Exercise directions »
Write out the records again, exactly, leaving none out.

Records for the exercise »
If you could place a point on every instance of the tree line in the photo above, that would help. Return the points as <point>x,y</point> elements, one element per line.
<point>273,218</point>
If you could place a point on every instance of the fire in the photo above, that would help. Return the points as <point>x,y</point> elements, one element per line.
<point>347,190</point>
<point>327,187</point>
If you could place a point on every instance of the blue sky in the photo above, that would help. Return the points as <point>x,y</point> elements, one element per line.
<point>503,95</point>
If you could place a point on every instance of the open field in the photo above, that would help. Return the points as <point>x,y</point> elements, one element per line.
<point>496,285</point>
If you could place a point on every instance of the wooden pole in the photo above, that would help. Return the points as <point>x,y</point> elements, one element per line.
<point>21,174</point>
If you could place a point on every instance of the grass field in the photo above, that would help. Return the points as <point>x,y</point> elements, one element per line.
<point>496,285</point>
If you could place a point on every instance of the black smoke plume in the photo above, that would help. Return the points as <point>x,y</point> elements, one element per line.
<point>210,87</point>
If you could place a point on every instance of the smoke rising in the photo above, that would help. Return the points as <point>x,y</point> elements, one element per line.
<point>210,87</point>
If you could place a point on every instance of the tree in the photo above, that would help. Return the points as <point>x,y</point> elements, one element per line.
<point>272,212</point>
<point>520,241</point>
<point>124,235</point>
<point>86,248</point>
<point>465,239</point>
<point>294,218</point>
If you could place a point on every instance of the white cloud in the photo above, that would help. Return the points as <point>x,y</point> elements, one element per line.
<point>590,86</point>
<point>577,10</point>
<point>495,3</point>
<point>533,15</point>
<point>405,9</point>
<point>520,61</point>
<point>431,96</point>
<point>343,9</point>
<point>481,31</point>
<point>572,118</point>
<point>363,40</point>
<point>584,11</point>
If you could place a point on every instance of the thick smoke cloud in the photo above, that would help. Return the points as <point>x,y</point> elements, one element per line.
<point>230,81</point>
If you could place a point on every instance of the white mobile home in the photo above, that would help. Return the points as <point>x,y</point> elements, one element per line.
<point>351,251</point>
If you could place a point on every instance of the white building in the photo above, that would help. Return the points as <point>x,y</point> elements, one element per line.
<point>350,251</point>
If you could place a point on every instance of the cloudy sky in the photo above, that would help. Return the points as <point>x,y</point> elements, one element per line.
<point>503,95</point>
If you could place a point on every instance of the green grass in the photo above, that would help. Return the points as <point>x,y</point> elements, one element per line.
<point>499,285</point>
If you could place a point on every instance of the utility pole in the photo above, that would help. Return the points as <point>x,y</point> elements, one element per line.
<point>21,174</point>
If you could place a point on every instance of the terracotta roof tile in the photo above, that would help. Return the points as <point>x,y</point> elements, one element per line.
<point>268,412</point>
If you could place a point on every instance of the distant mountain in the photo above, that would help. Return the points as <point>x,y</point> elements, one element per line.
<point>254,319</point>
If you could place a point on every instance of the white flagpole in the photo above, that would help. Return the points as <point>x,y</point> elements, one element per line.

Solution to this exercise »
If you could place a point on every instance of the tree line in the photo above, that would help. Return the points as <point>x,y</point> elements, one element per line.
<point>273,218</point>
If you could place a point on every instance of the fire in the photo above, that would help. Return the points as <point>x,y</point> elements, one element per line.
<point>347,190</point>
<point>327,187</point>
If you could place a point on every instance of the blue sky in the photo above, that would help. Return the points as <point>x,y</point> elements, one element per line.
<point>503,95</point>
If you could place a point on every instance of the open field in the photo above, that would help. Return the points as <point>x,y</point> elements, one element per line.
<point>496,285</point>
If you could place a point on every instance of the wooden pole in the photo above, that would help. Return the points as <point>x,y</point> elements, one element per line.
<point>21,174</point>
If you could place a point on every instance of the grass field in the photo above, that would help. Return the points as <point>x,y</point> elements, one element per line.
<point>496,285</point>
If you could place a point on every instance of the black smoke plume in the photo above, that would help. Return the points as <point>x,y</point> elements, one element per line.
<point>210,87</point>
If you could place a point on every instance of the smoke rising in the photo above, that would help. Return the points as <point>x,y</point> elements, one element per line.
<point>210,87</point>
If you could place a point on every instance of the tree in the photo above, that would help. Return the points as <point>x,y</point> elements, one element per line.
<point>272,212</point>
<point>520,241</point>
<point>124,235</point>
<point>86,248</point>
<point>465,239</point>
<point>294,218</point>
If you could place a point on every instance of the white cloud in the photo above, that would help. Return the points as <point>x,y</point> elements, one element per line.
<point>590,86</point>
<point>577,10</point>
<point>495,3</point>
<point>533,15</point>
<point>405,9</point>
<point>520,61</point>
<point>431,96</point>
<point>343,9</point>
<point>481,31</point>
<point>572,118</point>
<point>363,40</point>
<point>584,11</point>
If you could place a point on every instance of the thick smoke cloud in the photo above, that would help. Return the points as <point>x,y</point> elements, one element per line.
<point>230,81</point>
If you could place a point on every instance of the white mobile home in the photo above, that would help. Return the points as <point>x,y</point> elements, one element per line.
<point>351,251</point>
If you could place a point on every instance of the white building in the photo above, that would help. Return the points as <point>x,y</point> elements, one element per line.
<point>350,251</point>
If you could place a point on every instance of the cloudy sky in the photo above, that would help. Return the points as <point>x,y</point> elements, one element per line.
<point>503,95</point>
If you could place a point on every instance of the green grass in the photo above, that would help. Return the points as <point>x,y</point> elements, one element per line.
<point>499,285</point>
If you could place a point on every instance of the utility pole in the photo above, that would help. Return the points as <point>x,y</point> elements, one element per line.
<point>21,174</point>
If you could place a point on every instance of the terracotta roof tile in the photo above, that would help. Return the points as <point>x,y</point> elements, one element per line.
<point>268,412</point>
If you could place a point on every instance of the distant mountain in the photo above, that would help. Return the points as <point>x,y</point> elements, one element per line.
<point>254,319</point>
If you could place a point on every instance of the white flagpole in the photo above, that would help. Return the points as <point>x,y</point> elements, one element per line.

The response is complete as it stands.